Task to carry out:
Rewrite the records below, changing every "Target" to "Object" and leaving everything else the same.
□ □ □ □
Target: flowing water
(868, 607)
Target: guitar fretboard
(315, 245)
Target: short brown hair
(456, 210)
□ □ □ □
Answer:
Object: flowing water
(868, 607)
Object: guitar fretboard
(315, 245)
Object: short brown hair
(456, 210)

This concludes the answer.